• _Directions for this task_: Return every entry below word for word, leaving out the pictures.

_____

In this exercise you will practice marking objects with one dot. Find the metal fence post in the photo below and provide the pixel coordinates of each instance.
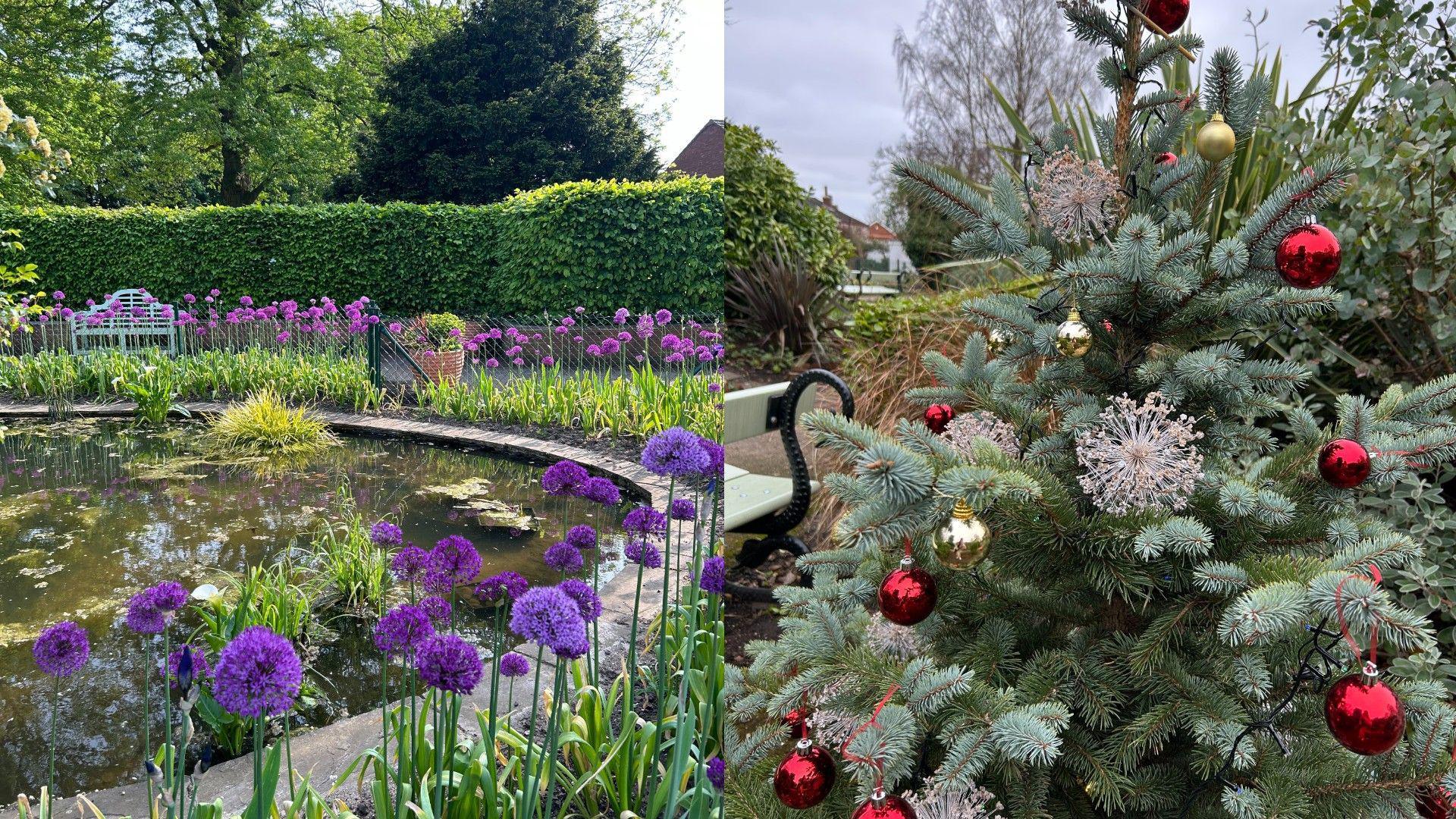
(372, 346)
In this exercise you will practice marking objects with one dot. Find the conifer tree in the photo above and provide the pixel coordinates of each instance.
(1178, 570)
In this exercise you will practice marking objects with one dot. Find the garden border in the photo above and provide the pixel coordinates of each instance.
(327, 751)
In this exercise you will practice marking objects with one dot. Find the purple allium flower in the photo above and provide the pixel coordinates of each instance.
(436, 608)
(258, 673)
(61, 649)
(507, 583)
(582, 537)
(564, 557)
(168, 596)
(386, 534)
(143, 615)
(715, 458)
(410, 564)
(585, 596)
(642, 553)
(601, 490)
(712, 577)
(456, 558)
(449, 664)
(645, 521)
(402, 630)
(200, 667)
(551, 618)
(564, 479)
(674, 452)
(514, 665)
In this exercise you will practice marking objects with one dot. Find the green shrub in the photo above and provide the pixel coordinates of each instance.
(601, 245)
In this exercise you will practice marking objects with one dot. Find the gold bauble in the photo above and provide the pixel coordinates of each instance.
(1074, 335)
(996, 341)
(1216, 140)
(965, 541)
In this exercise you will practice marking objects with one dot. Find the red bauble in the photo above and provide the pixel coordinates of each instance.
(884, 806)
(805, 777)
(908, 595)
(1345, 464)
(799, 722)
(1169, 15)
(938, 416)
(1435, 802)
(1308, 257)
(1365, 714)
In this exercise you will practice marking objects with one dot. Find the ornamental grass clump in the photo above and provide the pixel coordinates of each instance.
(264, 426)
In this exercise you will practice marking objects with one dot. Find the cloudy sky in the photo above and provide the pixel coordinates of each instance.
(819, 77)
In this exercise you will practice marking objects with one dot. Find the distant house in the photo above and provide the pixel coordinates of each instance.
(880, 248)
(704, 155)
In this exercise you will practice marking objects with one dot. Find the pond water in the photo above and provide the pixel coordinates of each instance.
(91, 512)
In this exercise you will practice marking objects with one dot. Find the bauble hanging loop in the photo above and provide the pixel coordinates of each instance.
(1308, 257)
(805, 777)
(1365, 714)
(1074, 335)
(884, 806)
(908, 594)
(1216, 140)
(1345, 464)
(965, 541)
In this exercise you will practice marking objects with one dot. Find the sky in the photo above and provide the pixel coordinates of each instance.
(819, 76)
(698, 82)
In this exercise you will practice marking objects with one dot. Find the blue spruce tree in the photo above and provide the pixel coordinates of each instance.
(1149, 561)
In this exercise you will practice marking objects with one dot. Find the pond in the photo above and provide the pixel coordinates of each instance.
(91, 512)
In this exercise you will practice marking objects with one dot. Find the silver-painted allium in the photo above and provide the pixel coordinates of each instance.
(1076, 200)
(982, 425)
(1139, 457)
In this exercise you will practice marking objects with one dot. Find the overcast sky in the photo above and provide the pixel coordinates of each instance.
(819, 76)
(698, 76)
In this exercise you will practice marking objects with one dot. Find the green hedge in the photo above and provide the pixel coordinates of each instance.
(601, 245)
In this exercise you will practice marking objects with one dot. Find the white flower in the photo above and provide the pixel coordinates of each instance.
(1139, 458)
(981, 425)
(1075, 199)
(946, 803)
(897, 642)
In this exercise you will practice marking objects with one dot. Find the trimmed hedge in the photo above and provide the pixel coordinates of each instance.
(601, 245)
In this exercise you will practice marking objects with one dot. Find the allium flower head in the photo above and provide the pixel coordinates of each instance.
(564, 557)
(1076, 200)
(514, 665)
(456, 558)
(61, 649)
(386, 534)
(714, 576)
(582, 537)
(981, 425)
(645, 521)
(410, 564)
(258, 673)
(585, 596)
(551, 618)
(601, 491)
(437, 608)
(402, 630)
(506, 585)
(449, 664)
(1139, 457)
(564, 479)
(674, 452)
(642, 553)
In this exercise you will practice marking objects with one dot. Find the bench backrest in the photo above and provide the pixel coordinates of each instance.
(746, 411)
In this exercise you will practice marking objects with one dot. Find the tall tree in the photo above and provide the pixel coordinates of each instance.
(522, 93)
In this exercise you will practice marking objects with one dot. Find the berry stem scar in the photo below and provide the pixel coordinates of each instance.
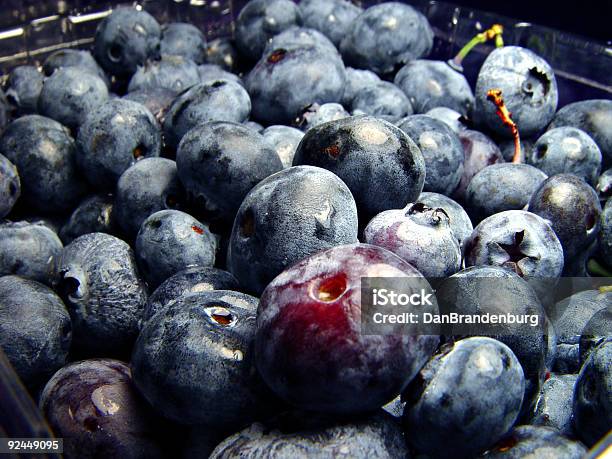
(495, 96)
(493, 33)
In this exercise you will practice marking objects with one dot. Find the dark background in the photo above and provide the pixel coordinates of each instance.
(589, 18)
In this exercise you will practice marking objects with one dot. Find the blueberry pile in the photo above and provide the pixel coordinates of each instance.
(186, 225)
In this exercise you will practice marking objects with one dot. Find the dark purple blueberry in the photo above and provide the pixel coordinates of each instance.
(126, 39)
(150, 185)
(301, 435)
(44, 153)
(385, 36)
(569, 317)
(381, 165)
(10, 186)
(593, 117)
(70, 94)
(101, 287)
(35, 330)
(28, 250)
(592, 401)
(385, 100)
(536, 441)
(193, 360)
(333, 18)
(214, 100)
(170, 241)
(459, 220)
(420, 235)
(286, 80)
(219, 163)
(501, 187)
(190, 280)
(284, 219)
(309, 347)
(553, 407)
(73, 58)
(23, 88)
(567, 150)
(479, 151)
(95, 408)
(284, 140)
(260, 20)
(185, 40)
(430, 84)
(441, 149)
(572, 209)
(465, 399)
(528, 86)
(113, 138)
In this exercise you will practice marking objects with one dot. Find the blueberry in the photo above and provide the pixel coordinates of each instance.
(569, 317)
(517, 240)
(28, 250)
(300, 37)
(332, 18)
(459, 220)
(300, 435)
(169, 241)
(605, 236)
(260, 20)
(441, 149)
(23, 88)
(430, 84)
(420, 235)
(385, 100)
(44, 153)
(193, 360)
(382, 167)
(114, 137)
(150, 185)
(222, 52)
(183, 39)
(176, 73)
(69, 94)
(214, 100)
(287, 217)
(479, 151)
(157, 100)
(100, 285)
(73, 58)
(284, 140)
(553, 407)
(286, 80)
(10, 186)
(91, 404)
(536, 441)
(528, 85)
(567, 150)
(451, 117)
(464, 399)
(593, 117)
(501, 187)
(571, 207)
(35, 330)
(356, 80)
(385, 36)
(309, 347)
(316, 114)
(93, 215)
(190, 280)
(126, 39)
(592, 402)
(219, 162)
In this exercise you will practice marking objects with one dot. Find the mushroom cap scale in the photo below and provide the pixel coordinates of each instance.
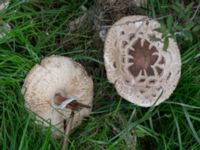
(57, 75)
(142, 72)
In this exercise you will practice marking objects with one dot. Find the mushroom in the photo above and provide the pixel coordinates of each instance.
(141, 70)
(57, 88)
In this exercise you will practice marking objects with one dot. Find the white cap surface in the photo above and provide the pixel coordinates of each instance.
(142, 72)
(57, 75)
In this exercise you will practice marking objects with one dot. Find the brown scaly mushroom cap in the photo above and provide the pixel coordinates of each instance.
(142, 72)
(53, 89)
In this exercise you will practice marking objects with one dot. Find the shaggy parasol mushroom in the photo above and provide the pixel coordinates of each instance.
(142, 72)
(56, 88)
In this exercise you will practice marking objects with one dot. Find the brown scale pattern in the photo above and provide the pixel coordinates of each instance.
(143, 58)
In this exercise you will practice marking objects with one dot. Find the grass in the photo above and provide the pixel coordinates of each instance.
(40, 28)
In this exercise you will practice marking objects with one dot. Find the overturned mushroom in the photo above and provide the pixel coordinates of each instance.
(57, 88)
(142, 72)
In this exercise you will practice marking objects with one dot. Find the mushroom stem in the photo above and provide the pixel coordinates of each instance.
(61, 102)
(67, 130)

_____

• _Task answer_:
In this exercise you will practice marking objects with one dot. Find the metal fence post in the photo below and provide the pixel coordinates of each instance.
(372, 346)
In this exercise you will practice marking objects with one dot. Find the conifer tree in the photo above and provide the pixel coordinates of each instance.
(1178, 570)
In this exercise you will practice marking objects with one dot. Find the garden border in the photo above and provide the pixel coordinates of each instance.
(327, 751)
In this exercise you will practice marking objects with one dot. Find the purple allium flower in the photo above and provide the pixel coordinates of each instance.
(436, 608)
(258, 673)
(61, 649)
(507, 583)
(582, 537)
(564, 557)
(168, 596)
(386, 534)
(143, 615)
(715, 458)
(410, 564)
(585, 596)
(642, 553)
(601, 490)
(712, 577)
(456, 558)
(449, 664)
(645, 521)
(402, 630)
(200, 667)
(551, 618)
(564, 479)
(674, 452)
(514, 665)
In this exercise you will practice marking objects with one dot. Find the green shrub in the photo above and provide the pixel coordinates of each instance.
(601, 245)
In this exercise you will practice marking objects with one dot. Find the gold bauble in the photo above and provide the pixel coordinates of each instance.
(1074, 335)
(996, 341)
(1216, 140)
(965, 541)
In this exercise you will practice marking objects with one dot. Find the red bauble in the photo above and provide the pixel coordinates of each instance.
(884, 806)
(805, 777)
(908, 595)
(1345, 464)
(799, 722)
(1169, 15)
(938, 416)
(1435, 802)
(1308, 257)
(1365, 714)
In this exercise you will practice marking objects with one dot. Find the ornamental grass clump in the photo above and provide the pixel coordinates of each instance.
(264, 426)
In this exercise you will practice marking objects with one dot. Find the cloudy sky in the photo above and provide the pixel coordinates of each instance.
(819, 77)
In this exercise you will practice marking objects with one dot. Find the distant house in the photo above and provide the pixel coordinates of each instance.
(880, 248)
(704, 155)
In this exercise you will practice marking objects with one dot. Find the pond water in the photo above and provide the pixel coordinates of each instance.
(91, 512)
In this exercise you will practice marking objects with one dot. Find the bauble hanging loop in the photo above and provide the pixel coordinates of each instance.
(1308, 257)
(805, 777)
(1365, 714)
(1074, 335)
(884, 806)
(908, 594)
(1216, 140)
(1345, 464)
(965, 541)
In this exercise you will practice marking objects with one dot. Find the sky in the photo above and provide the pixel coordinates of each instance.
(819, 76)
(698, 82)
In this exercise you will practice marking objects with one dot. Find the blue spruce tree in the photo above and provide the pixel coordinates of each instance.
(1149, 561)
In this exercise you will practice marking objects with one dot. Find the pond in the photo above and provide the pixel coordinates of each instance.
(91, 512)
In this exercise you will practice marking objects with one dot. Find the silver-painted allium in the photo above and provide the pixel coordinates of each instance.
(1076, 200)
(982, 425)
(1139, 457)
In this exercise you will practice marking objects with one dot. Find the overcast sky in the photo above and provide the pixel coordinates of each instance.
(819, 76)
(698, 76)
In this exercise you will practice marking objects with one dot. Find the green hedge in the photo above and provide the pixel coordinates of each instance.
(601, 245)
In this exercise you will practice marking objects with one dot. Find the white flower in the photo above and provide the pixel coordinates of each instance.
(1139, 458)
(981, 425)
(1075, 199)
(946, 803)
(897, 642)
In this exercise you will practice marking objects with one dot. Find the trimmed hedge in the photo above and provide the pixel coordinates of each instance.
(601, 245)
In this exercise you will practice marking objects with one dot. Find the allium flower head in the photo above and provide the pixel coordinates of each instance.
(564, 557)
(1076, 200)
(514, 665)
(456, 558)
(61, 649)
(386, 534)
(714, 576)
(582, 537)
(981, 425)
(645, 521)
(410, 564)
(258, 673)
(585, 596)
(551, 618)
(601, 491)
(437, 608)
(402, 630)
(506, 585)
(449, 664)
(1139, 457)
(564, 479)
(674, 452)
(642, 553)
In this exercise you will practice marking objects with one dot. Find the bench backrest in the photo above and provide the pixel coordinates of each instance.
(746, 411)
In this exercise you will practice marking objects with one dot. Find the tall tree in the photo above and provide the pixel coordinates of each instance.
(522, 93)
In this exercise you will practice marking objects with one dot. Find the berry stem scar in the photo below and provide the pixel coordinates of each instance.
(495, 96)
(493, 33)
In this exercise you will practice marking objects with one dot. Find the dark background in the photo above and provide the pixel coordinates of each instance.
(589, 18)
In this exercise you will practice marking objects with one dot. Find the blueberry pile in the photo above and provide the pixel coordinates of each instance.
(186, 225)
In this exercise you will practice marking objects with one dot. Find the dark purple blueberry in the photo above and provide the pixel coordinates of each instance.
(126, 39)
(150, 185)
(301, 435)
(44, 153)
(385, 36)
(569, 317)
(381, 165)
(10, 186)
(593, 117)
(70, 94)
(101, 287)
(35, 330)
(28, 250)
(592, 401)
(385, 100)
(536, 441)
(193, 360)
(333, 18)
(214, 100)
(170, 241)
(459, 220)
(420, 235)
(286, 80)
(219, 163)
(501, 187)
(190, 280)
(284, 219)
(309, 347)
(553, 407)
(73, 58)
(23, 88)
(567, 150)
(479, 151)
(95, 408)
(284, 140)
(260, 20)
(185, 40)
(430, 84)
(441, 149)
(572, 209)
(465, 399)
(528, 86)
(113, 138)
In this exercise you will practice marking objects with one dot. Find the blueberry in the photo above and provide the pixel coordinates of each instance.
(569, 317)
(517, 240)
(28, 250)
(300, 37)
(332, 18)
(459, 220)
(300, 435)
(169, 241)
(605, 236)
(260, 20)
(441, 149)
(23, 88)
(430, 84)
(420, 235)
(385, 100)
(44, 153)
(193, 360)
(382, 167)
(114, 137)
(150, 185)
(222, 52)
(183, 39)
(176, 73)
(69, 94)
(214, 100)
(287, 217)
(479, 151)
(157, 100)
(100, 285)
(73, 58)
(284, 140)
(553, 407)
(286, 80)
(10, 186)
(91, 404)
(536, 441)
(528, 85)
(567, 150)
(451, 117)
(464, 399)
(593, 117)
(501, 187)
(571, 207)
(35, 330)
(356, 80)
(385, 36)
(309, 347)
(316, 114)
(93, 215)
(190, 280)
(126, 39)
(592, 402)
(219, 162)
In this exercise you will practice marking objects with one dot. Find the mushroom cap scale in the photo below and provide the pixel coordinates of each instance.
(57, 75)
(142, 72)
In this exercise you will practice marking objects with one dot. Find the mushroom in the photo above and provide the pixel coordinates of each instance.
(141, 70)
(57, 88)
In this exercise you will practice marking objects with one dot. Find the white cap surface in the photo above and provide the pixel coordinates of each instance.
(142, 72)
(57, 75)
In this exercise you will practice marking objects with one dot. Find the brown scaly mushroom cap in the photo above and provide the pixel coordinates of each instance.
(142, 72)
(53, 89)
In this exercise you will practice marking objects with one dot. Find the shaggy parasol mushroom in the photo above and provide the pixel coordinates of each instance.
(142, 72)
(56, 88)
In this exercise you will practice marking objects with one dot. Find the brown scale pattern in the photo above and provide the pixel coordinates of each instance.
(143, 58)
In this exercise you will practice marking objects with one dot. Find the grass in the photo above and provide the pixel coordinates of each instance.
(40, 28)
In this exercise you will practice marking objects with one dot. Find the overturned mushroom in the photo above and provide the pixel coordinates of each instance.
(57, 88)
(142, 72)
In this exercise you will practice marking objects with one dot. Find the mushroom stem in the photo above and provide the pixel coordinates of each instance.
(61, 102)
(67, 130)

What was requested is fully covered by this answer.